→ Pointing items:
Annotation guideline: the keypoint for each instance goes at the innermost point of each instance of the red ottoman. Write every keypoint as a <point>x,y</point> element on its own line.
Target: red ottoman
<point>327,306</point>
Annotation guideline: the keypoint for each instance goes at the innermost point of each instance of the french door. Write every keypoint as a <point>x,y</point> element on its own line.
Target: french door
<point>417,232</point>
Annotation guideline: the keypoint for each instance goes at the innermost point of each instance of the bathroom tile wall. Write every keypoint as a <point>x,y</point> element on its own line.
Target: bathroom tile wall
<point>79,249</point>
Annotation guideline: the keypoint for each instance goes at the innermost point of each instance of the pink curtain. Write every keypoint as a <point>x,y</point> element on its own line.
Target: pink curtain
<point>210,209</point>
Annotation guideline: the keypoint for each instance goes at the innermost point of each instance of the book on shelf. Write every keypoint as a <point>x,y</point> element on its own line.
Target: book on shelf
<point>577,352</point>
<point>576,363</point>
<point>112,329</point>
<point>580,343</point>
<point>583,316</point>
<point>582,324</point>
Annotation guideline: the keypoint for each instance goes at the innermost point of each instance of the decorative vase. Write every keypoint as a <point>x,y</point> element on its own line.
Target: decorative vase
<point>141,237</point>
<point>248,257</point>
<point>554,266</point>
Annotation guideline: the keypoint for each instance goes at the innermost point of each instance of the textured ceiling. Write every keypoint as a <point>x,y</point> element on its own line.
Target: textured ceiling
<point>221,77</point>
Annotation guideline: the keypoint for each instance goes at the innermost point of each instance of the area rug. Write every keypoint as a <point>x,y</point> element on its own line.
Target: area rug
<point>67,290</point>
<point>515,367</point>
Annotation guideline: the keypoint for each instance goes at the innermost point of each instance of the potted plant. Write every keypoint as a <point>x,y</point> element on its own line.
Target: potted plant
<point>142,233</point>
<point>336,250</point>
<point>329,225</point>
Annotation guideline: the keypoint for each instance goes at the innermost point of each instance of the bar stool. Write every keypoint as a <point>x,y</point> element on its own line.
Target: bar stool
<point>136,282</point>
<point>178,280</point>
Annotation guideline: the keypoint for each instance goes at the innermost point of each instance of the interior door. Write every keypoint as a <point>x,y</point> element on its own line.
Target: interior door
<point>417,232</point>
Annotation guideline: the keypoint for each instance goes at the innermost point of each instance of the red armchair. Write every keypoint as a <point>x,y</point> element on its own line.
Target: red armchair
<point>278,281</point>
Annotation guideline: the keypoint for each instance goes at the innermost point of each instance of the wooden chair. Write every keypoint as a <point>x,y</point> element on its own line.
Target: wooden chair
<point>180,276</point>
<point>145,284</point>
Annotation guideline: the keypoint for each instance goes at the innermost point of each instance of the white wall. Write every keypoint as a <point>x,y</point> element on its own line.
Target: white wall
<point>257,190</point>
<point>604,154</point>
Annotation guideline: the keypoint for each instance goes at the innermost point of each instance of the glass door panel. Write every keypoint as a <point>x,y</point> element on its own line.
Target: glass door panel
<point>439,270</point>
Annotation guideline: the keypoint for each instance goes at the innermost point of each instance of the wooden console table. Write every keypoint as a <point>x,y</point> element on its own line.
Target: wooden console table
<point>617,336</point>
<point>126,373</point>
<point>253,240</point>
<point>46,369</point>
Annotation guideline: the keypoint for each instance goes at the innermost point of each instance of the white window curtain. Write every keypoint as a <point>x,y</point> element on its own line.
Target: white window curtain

→ Do this:
Convert every line of the items above into a Markdown table with two columns, Row and Line, numbering the rows in order and skipping blank lines.

→ Response to the exercise:
| Row | Line |
|---|---|
| 1 | Annotation guideline: the keypoint for each instance goes at the innermost point of each instance of the red ottoman. Write every keypoint as a <point>x,y</point> element on its own line. |
| 2 | Target: red ottoman |
| 3 | <point>327,306</point> |
| 4 | Annotation guideline: the keypoint for each instance goes at the innermost point of each instance of the french door. Write every keypoint as a <point>x,y</point> element on its own line. |
| 5 | Target: french door |
| 6 | <point>417,232</point> |
| 7 | Annotation guideline: the keypoint for each instance goes at the innermost point of each instance of the bathroom tile wall. Write every keypoint as a <point>x,y</point> element on its own line. |
| 8 | Target: bathroom tile wall |
| 9 | <point>79,249</point> |
| 10 | Annotation guideline: the keypoint for each instance goes at the innermost point of each instance of the pink curtain. Write every keypoint as a <point>x,y</point> element on its own line. |
| 11 | Target: pink curtain |
| 12 | <point>210,209</point> |
| 13 | Annotation guideline: the keypoint for each instance goes at the innermost point of each instance of the book on shelf. Write every keypoint as a <point>x,y</point> element on its own line. |
| 14 | Target: book on shelf |
| 15 | <point>577,352</point> |
| 16 | <point>576,363</point> |
| 17 | <point>112,329</point> |
| 18 | <point>580,343</point> |
| 19 | <point>583,316</point> |
| 20 | <point>582,324</point> |
| 21 | Annotation guideline: the keypoint for each instance goes at the innermost point of each instance of the decorative vase. Write every keypoint as a <point>x,y</point> element on its own line. |
| 22 | Target: decorative vase |
| 23 | <point>141,237</point> |
| 24 | <point>248,257</point> |
| 25 | <point>554,266</point> |
| 26 | Annotation guideline: the keypoint for each instance goes at the innermost point of each instance of the textured ceiling. Write every keypoint as a <point>x,y</point> element on its own line. |
| 27 | Target: textured ceiling |
| 28 | <point>221,77</point> |
| 29 | Annotation guideline: the keypoint for each instance goes at the innermost point of each instance of the area rug. Write every keypoint as a <point>x,y</point> element on its own line. |
| 30 | Target: area rug |
| 31 | <point>67,290</point> |
| 32 | <point>515,367</point> |
| 33 | Annotation guideline: the keypoint for each instance goes at the innermost point of each instance of the potted plant. Write every keypoint as a <point>x,y</point> element on its own line. |
| 34 | Target: potted plant |
| 35 | <point>142,233</point> |
| 36 | <point>336,250</point> |
| 37 | <point>329,225</point> |
| 38 | Annotation guideline: the keypoint for each instance goes at the innermost point of each instance of the bar stool. Write every keypoint as a <point>x,y</point> element on its own line. |
| 39 | Target: bar stool |
| 40 | <point>136,282</point> |
| 41 | <point>178,280</point> |
| 42 | Annotation guideline: the keypoint for each instance goes at the innermost point of each instance of the interior door. Write every keypoint as a <point>x,y</point> element on its own line. |
| 43 | Target: interior door |
| 44 | <point>417,232</point> |
| 45 | Annotation guideline: the keypoint for each instance goes at the innermost point of each instance of the red armchair. Write every keypoint as a <point>x,y</point> element on its own line. |
| 46 | Target: red armchair |
| 47 | <point>278,281</point> |
| 48 | Annotation guideline: the keypoint for each instance goes at the innermost point of each instance of the wooden chair. Write every keypoint as a <point>x,y</point> element on its own line. |
| 49 | Target: wooden chair |
| 50 | <point>180,276</point> |
| 51 | <point>145,284</point> |
| 52 | Annotation guideline: the keypoint for each instance goes at the innermost point of each instance of the white wall. Write every keypoint as a <point>x,y</point> element on its own line. |
| 53 | Target: white wall |
| 54 | <point>257,190</point> |
| 55 | <point>604,154</point> |
| 56 | Annotation guideline: the keypoint for each instance goes at the innermost point of each instance of the glass door panel. Write every keypoint as a <point>x,y</point> element on its own line. |
| 57 | Target: glass door panel |
| 58 | <point>439,270</point> |
| 59 | Annotation guideline: the keypoint for each instance goes at the innermost point of each instance of the wooden console table. Write every keypoint as a <point>x,y</point> element on its own line. |
| 60 | Target: wooden console table |
| 61 | <point>617,336</point> |
| 62 | <point>126,373</point> |
| 63 | <point>253,240</point> |
| 64 | <point>46,369</point> |
| 65 | Annotation guideline: the keypoint for each instance goes at the innermost point of each instance of the white window curtain. Write every keypoint as a <point>x,y</point> element on its own line. |
| 66 | Target: white window curtain |